- WORK TO COMPLETE
Rewrite the data below, replacing every "Pins" with "Marks" and changing nothing else. Leave the pictures out of your answer.

Point labeling data
• • •
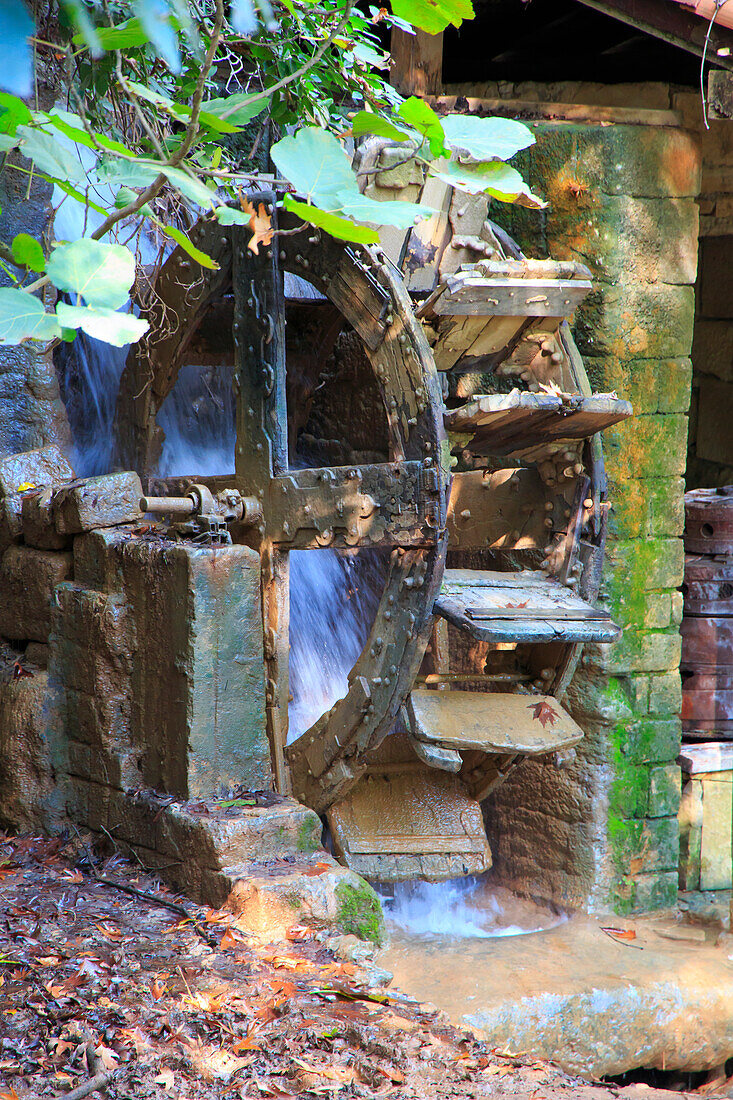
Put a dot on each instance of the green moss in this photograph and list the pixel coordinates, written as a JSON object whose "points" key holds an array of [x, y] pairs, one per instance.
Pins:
{"points": [[359, 912], [309, 835]]}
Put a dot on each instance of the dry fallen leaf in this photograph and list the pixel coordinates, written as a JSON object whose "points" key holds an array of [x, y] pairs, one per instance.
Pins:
{"points": [[166, 1078], [621, 933], [544, 713], [260, 223], [108, 931]]}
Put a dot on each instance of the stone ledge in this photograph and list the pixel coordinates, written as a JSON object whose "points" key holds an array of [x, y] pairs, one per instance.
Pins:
{"points": [[265, 864]]}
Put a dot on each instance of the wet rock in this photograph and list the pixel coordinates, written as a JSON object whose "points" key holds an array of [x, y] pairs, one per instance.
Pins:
{"points": [[37, 521], [28, 580], [98, 502], [318, 892], [29, 755], [35, 469], [44, 468]]}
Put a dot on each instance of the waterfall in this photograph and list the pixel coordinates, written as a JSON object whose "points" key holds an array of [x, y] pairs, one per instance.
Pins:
{"points": [[334, 594]]}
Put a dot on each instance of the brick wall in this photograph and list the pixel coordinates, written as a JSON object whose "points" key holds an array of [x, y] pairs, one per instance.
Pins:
{"points": [[622, 199]]}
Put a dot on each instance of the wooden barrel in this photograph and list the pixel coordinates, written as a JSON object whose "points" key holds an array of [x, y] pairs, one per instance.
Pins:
{"points": [[707, 629], [708, 586], [709, 520]]}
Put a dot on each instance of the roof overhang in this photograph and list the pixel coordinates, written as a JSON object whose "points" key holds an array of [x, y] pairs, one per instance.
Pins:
{"points": [[685, 23]]}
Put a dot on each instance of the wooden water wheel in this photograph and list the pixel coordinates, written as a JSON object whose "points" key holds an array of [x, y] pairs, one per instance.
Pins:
{"points": [[523, 517]]}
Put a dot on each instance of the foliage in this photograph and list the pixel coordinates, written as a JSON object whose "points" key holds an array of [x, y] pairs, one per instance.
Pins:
{"points": [[175, 108]]}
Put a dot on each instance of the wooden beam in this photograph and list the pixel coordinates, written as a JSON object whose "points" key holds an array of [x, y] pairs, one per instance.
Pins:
{"points": [[416, 67], [671, 23], [720, 95]]}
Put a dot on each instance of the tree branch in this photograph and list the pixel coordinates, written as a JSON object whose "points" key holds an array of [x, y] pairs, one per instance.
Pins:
{"points": [[266, 92]]}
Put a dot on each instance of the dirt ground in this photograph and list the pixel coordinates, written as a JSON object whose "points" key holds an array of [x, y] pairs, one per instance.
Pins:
{"points": [[159, 998]]}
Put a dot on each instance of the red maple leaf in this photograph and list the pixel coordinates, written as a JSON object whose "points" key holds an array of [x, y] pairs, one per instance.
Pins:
{"points": [[544, 713]]}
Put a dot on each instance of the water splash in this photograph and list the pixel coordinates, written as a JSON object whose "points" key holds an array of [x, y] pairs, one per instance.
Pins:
{"points": [[334, 600], [468, 909]]}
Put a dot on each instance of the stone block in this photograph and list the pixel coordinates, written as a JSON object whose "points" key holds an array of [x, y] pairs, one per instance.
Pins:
{"points": [[98, 558], [713, 289], [715, 854], [660, 844], [665, 787], [37, 521], [635, 321], [645, 508], [665, 693], [637, 567], [712, 348], [623, 239], [651, 447], [652, 385], [654, 892], [649, 740], [28, 580], [98, 502], [33, 470], [638, 651], [657, 613], [31, 755], [628, 794], [690, 834], [42, 468]]}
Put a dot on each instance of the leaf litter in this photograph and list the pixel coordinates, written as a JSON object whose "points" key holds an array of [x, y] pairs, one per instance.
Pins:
{"points": [[94, 982]]}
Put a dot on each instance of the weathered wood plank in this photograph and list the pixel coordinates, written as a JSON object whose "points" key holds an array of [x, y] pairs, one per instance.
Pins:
{"points": [[416, 67], [529, 608], [504, 424], [493, 722], [510, 297]]}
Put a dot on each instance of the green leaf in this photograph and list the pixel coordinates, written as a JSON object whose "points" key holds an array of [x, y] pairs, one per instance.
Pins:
{"points": [[364, 122], [22, 317], [107, 325], [101, 273], [29, 253], [492, 177], [423, 118], [50, 156], [485, 139], [72, 125], [188, 186], [80, 198], [122, 36], [15, 29], [316, 165], [370, 57], [243, 17], [188, 246], [155, 19], [361, 208], [79, 17], [234, 109], [230, 216], [433, 15], [340, 228], [13, 113], [126, 196], [116, 171]]}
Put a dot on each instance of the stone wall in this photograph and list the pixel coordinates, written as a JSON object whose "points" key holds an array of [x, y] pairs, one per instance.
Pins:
{"points": [[622, 199], [128, 660]]}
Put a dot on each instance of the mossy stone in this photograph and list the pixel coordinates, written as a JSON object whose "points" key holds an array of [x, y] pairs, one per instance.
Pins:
{"points": [[360, 912]]}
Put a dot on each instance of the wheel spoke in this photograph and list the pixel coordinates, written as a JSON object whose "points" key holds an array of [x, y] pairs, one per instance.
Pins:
{"points": [[376, 505]]}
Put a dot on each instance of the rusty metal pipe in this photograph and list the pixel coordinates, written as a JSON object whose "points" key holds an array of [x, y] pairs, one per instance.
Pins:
{"points": [[168, 505]]}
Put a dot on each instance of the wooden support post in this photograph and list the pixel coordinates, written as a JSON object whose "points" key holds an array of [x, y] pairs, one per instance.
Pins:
{"points": [[416, 67]]}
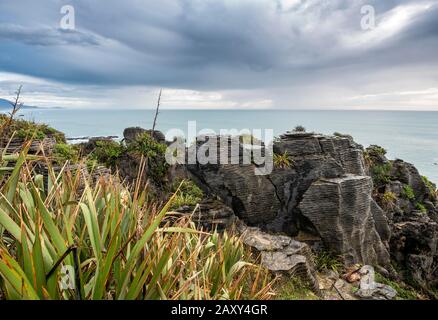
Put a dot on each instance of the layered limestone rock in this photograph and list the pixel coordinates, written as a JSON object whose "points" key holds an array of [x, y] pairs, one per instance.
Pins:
{"points": [[341, 209], [410, 203], [282, 254], [295, 199]]}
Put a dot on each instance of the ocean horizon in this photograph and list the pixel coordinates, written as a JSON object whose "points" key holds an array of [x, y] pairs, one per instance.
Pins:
{"points": [[408, 135]]}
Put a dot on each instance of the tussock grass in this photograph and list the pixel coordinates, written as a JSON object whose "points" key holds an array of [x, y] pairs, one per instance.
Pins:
{"points": [[115, 239]]}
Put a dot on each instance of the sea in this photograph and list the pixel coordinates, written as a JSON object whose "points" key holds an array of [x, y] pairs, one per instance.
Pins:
{"points": [[408, 135]]}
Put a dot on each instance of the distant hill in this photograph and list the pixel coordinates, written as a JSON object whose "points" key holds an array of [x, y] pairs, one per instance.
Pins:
{"points": [[6, 105]]}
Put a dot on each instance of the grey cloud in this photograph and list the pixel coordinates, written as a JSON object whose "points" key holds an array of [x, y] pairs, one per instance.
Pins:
{"points": [[217, 45], [46, 36]]}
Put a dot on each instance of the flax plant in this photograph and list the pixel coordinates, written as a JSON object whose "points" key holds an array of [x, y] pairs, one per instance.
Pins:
{"points": [[116, 242]]}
• • •
- OUTPUT
Put a dot on each instance of the green moss in this photograph and list the pixel coordinates, written as a JSON object whose "points" key holds an array of [x, y] pairs, one per instance.
Marks:
{"points": [[359, 912], [309, 835]]}
Put a dot on each instance of the dry fallen leaf in this photograph and list the pixel coordinates, written as a JSON object whose "points" key holds an array of [x, y] pairs, one per instance.
Marks:
{"points": [[166, 1078], [621, 933], [544, 713], [260, 223], [108, 931]]}
Put a dot on each instance of the stone ledge in this photograph and list the pixel coordinates, written as a JSON object whose "points" key holds an array of [x, y] pairs, one per instance.
Marks:
{"points": [[265, 864]]}
Put a dot on each instance of the wet rock in this photograph and list the pixel coordinates, written as a JSON object whose "points" key holds an array of [x, y] pairs, one per instance.
Marks:
{"points": [[37, 521], [28, 580], [98, 502], [318, 892], [29, 755], [35, 469], [44, 468]]}
Put a dot on each instance of the waterfall in this photograph and list the pixel coordinates, written as a JSON object whose "points" key holds an array of [x, y] pairs, one per instance.
Marks:
{"points": [[334, 594]]}
Put a dot on each instance of the brick wall in this photograph and list the pixel coordinates, written as a JSON object whose "points" key holds an array of [x, y] pairs, one per instance.
Marks:
{"points": [[622, 199]]}
Put a dot on each instance of the wooden barrel in this photograph and list the pixel coordinates, written as a JSON object whose "points" key holds an array of [x, y] pairs, one per instance.
Marks:
{"points": [[707, 629], [708, 586], [709, 520]]}
Put a dot on each instance of the roof overhang in this photograph and list the pixel coordinates, written as a JSON object whose "points" key holds an array of [x, y] pairs, one per instance.
Marks:
{"points": [[685, 23]]}
Put a dot on each instance of the wooden water wheel in this photograph and list the pixel coordinates, written as a JSON object whose "points" key holds an array of [x, y] pairs, one per instance.
Marks:
{"points": [[523, 517]]}
Put a dot on each instance of the foliage in this photograph and list the pixel coordinates, written as a JSON object whose "points" key holds an array of [x, y] pairs, one per instance.
Marks:
{"points": [[175, 108]]}
Put a dot on each instance of the wooden beam in this photograph and list the pixel coordinates, written as a JSON object whose "points" key holds an array of [x, y] pairs, one per instance.
Marks:
{"points": [[416, 67], [671, 23], [720, 95]]}
Put a dot on each instance of the tree branch in this photograph and list the pixel coordinates, written as a JSON object whose "points" key holds an array of [x, y] pairs, one per instance.
Marks:
{"points": [[266, 92]]}
Put a dot on each instance of the dirt ground in this photograph and list the pixel coordinates, written as a JSON object whose "points" key holds an array of [x, y] pairs, one per instance.
Marks:
{"points": [[159, 998]]}
Put a dot on each instance of the red maple leaf in this photograph and list the pixel coordinates, written as a JSON object whose "points" key holds an array of [x, y] pairs, one per instance.
Marks:
{"points": [[544, 713]]}
Put a dot on each instance of the water splash in this photograph and list the pixel coordinates, written as a JSON object whose "points" key holds an array of [x, y] pairs, one per instance.
Marks:
{"points": [[334, 600], [468, 909]]}
Put a dot on each instance of the stone block in this photograph and list the pixel coordinates, written as a JSON object whose "points" key holds an array of [x, y] pairs, one per instance.
Marks:
{"points": [[98, 558], [713, 289], [715, 854], [660, 844], [665, 787], [37, 521], [635, 321], [645, 508], [665, 693], [637, 567], [712, 348], [623, 239], [651, 447], [652, 385], [654, 892], [649, 740], [28, 580], [98, 502], [33, 470], [638, 651], [657, 613], [31, 755], [628, 794], [690, 834], [42, 468]]}
Put a dot on each instance of the leaf litter in this photograph and list the pixel coordinates, written as a JSON object whose "points" key holds an array of [x, y] pairs, one per instance.
Marks:
{"points": [[94, 982]]}
Put a dot on each instance of the weathered wood plank in this photograph and list the pixel coordinates, written as a JSON object whose "points" key holds an array of [x, y] pairs, one per instance.
Marks:
{"points": [[416, 67], [529, 608], [504, 424], [493, 722], [510, 297]]}
Put a dot on each instance of the green leaf in this photograph and list the pixel coordinates, written as a JSON object whose "points" key holds an array of [x, y] pairs, one per instance.
Marks:
{"points": [[364, 122], [22, 317], [107, 325], [101, 273], [29, 253], [492, 177], [423, 118], [50, 156], [485, 139], [72, 125], [188, 186], [80, 198], [122, 36], [15, 29], [316, 165], [370, 57], [243, 17], [188, 246], [155, 19], [361, 208], [79, 17], [234, 109], [230, 216], [433, 15], [340, 228], [13, 113], [126, 196], [116, 171]]}
Put a dot on each instance of the stone wall in this photograph and list the pixel coordinates, written as a JSON object whose "points" key holds an array of [x, y] pairs, one per instance.
Marks:
{"points": [[622, 199], [128, 660]]}
Put a dot on each instance of the mossy stone in this photograph and list the pixel coordinates, written as a JSON object whose "points" key holds an array of [x, y] pairs, one per instance.
Marks:
{"points": [[360, 912]]}
Put a dot on each instance of the wheel spoke in this photograph and list the pixel coordinates, written as a JSON object whose "points" key holds an array of [x, y] pairs, one per instance.
Marks:
{"points": [[376, 505]]}
Put a dot on each instance of the rusty metal pipe in this photograph and list the pixel coordinates, written as a JSON object whose "points" key holds an array of [x, y] pairs, one per instance.
Marks:
{"points": [[168, 505]]}
Put a dot on each instance of the wooden support post in this photograph and list the pixel coordinates, written as a JSON object whose "points" key holds an array of [x, y] pairs, one per instance.
Marks:
{"points": [[416, 67]]}
Put a dot on each instance of the layered limestone rock in this photograph and list the pixel coordinates, written as a JSON object whose "points" key holds an array of [x, y] pairs, one per instance.
Marks:
{"points": [[341, 209], [410, 203], [282, 254], [295, 199]]}
Put a dot on each instance of the ocean horizon in this photograph and list the pixel coordinates, written as a JSON object whose "points" key holds an array of [x, y] pairs, one per instance.
Marks:
{"points": [[408, 135]]}
Put a dot on each instance of the tussock grass in this photograph and list the pixel coordinates, written as a JSON object whose "points" key holds an array of [x, y] pairs, one per instance.
Marks:
{"points": [[115, 239]]}
Put a dot on each instance of the sea in this photograph and list the pixel coordinates, written as a JSON object whose "points" key holds an array of [x, y] pairs, one per instance.
Marks:
{"points": [[408, 135]]}
Put a dot on each instance of the distant hill in this photograph and list the pixel coordinates, written as a JSON object whose "points" key holds an array of [x, y] pairs, one per instance.
Marks:
{"points": [[6, 105]]}
Put a dot on each instance of the grey cloud in this photograph and list the pixel coordinates, written as a JSON object whose "points" key holds an array of [x, y] pairs, one per instance.
Marks:
{"points": [[217, 45], [46, 36]]}
Put a dot on each instance of the flax plant in this photograph and list the pixel coordinates, written as a JSON object whose "points" key holds an array of [x, y] pairs, one per instance.
Marks:
{"points": [[116, 242]]}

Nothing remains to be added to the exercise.